| Written request |
How many lines of the data below contain the string "raisin"? Give only the number.
>> START Data lines
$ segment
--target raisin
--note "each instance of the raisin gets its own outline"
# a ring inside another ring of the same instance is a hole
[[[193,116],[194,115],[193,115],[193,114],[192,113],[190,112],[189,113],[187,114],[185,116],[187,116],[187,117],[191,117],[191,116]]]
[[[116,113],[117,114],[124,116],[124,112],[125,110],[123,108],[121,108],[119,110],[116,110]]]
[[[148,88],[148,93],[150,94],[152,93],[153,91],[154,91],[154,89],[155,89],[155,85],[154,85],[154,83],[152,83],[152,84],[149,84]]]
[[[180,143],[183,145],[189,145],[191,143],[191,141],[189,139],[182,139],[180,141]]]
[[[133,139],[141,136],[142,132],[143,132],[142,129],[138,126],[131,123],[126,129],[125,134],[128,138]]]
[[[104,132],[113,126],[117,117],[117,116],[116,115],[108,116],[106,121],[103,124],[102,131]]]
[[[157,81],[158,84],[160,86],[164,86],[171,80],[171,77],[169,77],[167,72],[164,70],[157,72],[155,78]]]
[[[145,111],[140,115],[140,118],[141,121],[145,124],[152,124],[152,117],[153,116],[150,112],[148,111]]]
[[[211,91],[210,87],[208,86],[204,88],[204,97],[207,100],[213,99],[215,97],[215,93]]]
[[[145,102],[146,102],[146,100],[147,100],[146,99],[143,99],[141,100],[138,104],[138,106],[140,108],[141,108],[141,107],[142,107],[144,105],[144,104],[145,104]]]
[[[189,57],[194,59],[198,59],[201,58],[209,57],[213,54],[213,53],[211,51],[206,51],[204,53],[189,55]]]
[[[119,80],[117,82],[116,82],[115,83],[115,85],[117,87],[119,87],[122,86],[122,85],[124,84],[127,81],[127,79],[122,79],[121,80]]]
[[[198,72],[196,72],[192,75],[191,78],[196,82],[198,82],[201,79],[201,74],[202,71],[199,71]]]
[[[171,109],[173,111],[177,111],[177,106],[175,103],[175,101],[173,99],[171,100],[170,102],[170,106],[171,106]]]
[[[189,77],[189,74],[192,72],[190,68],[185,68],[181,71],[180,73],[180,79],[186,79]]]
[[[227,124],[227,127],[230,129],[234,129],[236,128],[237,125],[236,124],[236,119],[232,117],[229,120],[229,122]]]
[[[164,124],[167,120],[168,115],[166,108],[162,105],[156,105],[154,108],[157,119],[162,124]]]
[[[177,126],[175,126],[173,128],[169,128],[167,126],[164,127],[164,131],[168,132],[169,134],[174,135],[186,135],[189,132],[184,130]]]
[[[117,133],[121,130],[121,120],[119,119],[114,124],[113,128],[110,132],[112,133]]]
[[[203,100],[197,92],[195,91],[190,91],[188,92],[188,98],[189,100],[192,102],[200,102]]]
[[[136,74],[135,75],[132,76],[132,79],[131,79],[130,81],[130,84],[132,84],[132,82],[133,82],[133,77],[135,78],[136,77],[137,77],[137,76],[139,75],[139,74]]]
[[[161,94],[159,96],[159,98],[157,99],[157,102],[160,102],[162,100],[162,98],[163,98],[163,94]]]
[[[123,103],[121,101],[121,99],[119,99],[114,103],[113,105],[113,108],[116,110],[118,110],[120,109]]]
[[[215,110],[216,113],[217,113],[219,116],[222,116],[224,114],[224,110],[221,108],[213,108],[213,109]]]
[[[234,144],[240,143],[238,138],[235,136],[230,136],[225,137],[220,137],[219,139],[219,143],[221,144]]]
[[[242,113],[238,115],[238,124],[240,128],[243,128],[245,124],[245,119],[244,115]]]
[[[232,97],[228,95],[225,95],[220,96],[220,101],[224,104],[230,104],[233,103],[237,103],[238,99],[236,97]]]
>> END Data lines
| Solution below |
2